(Stored dataset items)
BEGIN
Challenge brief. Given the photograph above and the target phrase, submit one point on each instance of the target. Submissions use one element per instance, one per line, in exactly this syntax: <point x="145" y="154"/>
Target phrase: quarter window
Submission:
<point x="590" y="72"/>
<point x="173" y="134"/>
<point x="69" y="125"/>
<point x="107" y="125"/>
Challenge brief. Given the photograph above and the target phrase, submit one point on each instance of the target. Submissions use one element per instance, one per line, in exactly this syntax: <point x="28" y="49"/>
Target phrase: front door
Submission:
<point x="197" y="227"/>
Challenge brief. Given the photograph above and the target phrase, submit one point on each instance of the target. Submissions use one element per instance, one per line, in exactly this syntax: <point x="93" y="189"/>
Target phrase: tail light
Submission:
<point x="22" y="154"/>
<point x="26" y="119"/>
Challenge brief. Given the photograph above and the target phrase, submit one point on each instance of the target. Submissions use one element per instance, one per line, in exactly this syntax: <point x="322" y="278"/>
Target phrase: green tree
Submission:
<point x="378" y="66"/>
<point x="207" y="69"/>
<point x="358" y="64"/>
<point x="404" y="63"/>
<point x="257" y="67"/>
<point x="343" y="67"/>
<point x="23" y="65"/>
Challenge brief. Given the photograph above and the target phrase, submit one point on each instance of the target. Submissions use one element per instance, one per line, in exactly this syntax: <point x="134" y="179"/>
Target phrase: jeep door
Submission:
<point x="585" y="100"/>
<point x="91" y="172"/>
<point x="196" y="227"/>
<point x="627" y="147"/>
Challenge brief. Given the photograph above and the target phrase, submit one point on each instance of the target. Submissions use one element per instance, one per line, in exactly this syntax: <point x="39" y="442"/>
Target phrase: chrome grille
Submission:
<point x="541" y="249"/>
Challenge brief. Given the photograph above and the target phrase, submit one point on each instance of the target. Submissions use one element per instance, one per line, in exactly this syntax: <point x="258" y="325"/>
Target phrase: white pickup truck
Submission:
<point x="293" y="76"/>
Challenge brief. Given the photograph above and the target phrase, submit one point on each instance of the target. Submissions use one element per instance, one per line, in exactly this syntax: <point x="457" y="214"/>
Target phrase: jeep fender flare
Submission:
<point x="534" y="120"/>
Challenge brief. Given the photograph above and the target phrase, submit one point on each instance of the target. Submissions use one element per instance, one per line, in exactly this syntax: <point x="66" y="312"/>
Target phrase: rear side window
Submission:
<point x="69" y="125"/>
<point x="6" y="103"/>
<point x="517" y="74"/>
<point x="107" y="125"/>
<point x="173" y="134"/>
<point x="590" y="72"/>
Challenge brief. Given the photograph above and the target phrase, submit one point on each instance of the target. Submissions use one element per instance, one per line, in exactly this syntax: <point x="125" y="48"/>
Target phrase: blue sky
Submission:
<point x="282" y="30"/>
END
What this task involves
Print the material above once more, exactly.

Written answer
Challenge brief. Given the photograph above and the target phrase, submit one point on each instance of the target. Submissions use one element per instance, one per line, in exactly this syntax: <point x="145" y="154"/>
Target phrase: quarter window
Submission:
<point x="590" y="72"/>
<point x="173" y="134"/>
<point x="69" y="125"/>
<point x="107" y="125"/>
Challenge brief. Given the photograph above and the target phrase, submit one point on each instance of the target. Submissions use one element per instance, one per line, in exactly this syntax: <point x="28" y="49"/>
Target phrase: front door
Submission:
<point x="197" y="227"/>
Challenge brief. Given the photograph above and the target phrase, submit one point on each instance of the target. Submissions use one element per instance, one per line, in exactly this syntax: <point x="93" y="189"/>
Target phrase: tail light
Submission:
<point x="22" y="154"/>
<point x="26" y="119"/>
Challenge brief. Given the photograph above and the target phrase, submit one point on each instance of the target. Submissions use one element per instance, one per line, in exactly this syntax: <point x="322" y="278"/>
Target phrase: green tree
Submission:
<point x="378" y="66"/>
<point x="207" y="69"/>
<point x="358" y="64"/>
<point x="404" y="63"/>
<point x="257" y="67"/>
<point x="343" y="67"/>
<point x="23" y="65"/>
Challenge brief. Given the photograph above and the target phrase, submit one point on each instance of the target. Submissions use one element per instance, one per line, in exactly this syntax: <point x="134" y="179"/>
Target phrase: jeep door
Submission:
<point x="585" y="100"/>
<point x="91" y="172"/>
<point x="196" y="227"/>
<point x="627" y="147"/>
Challenge brief. Given the photograph above and the target phrase, submit one point on each instance of the target. Submissions use one element per instance, one per line, in exactly this syntax: <point x="39" y="442"/>
Target phrase: chrome grille
Submission:
<point x="541" y="249"/>
Challenge brief. Given the photograph above and the target phrase, submit one point on each instance of the target. Submissions use one element per instance, one per line, in exactly this syntax: <point x="258" y="325"/>
Target phrase: white pickup truck
Submission:
<point x="293" y="76"/>
Challenge brief. Given the photograph above and the target phrase, submit one point on each instance of the target. Submissions use one element per instance, one per line, in exactly this syntax: <point x="457" y="214"/>
Target phrase: jeep fender flare
Submission:
<point x="534" y="120"/>
Challenge brief. Given the photograph above and the target phrase, submit one point on each instance of the target. Submissions use one element per instance, one per line, in exactly this syntax: <point x="66" y="312"/>
Target phrase: rear side window
Submission:
<point x="69" y="125"/>
<point x="6" y="103"/>
<point x="517" y="74"/>
<point x="107" y="125"/>
<point x="173" y="134"/>
<point x="590" y="72"/>
Challenge brief. Given the photograph above and the target phrase, submit one point on each instance of the target. Submissions use one element per instance, one per line, in exactly this syntax: <point x="125" y="48"/>
Target phrase: blue sky
Submission:
<point x="282" y="30"/>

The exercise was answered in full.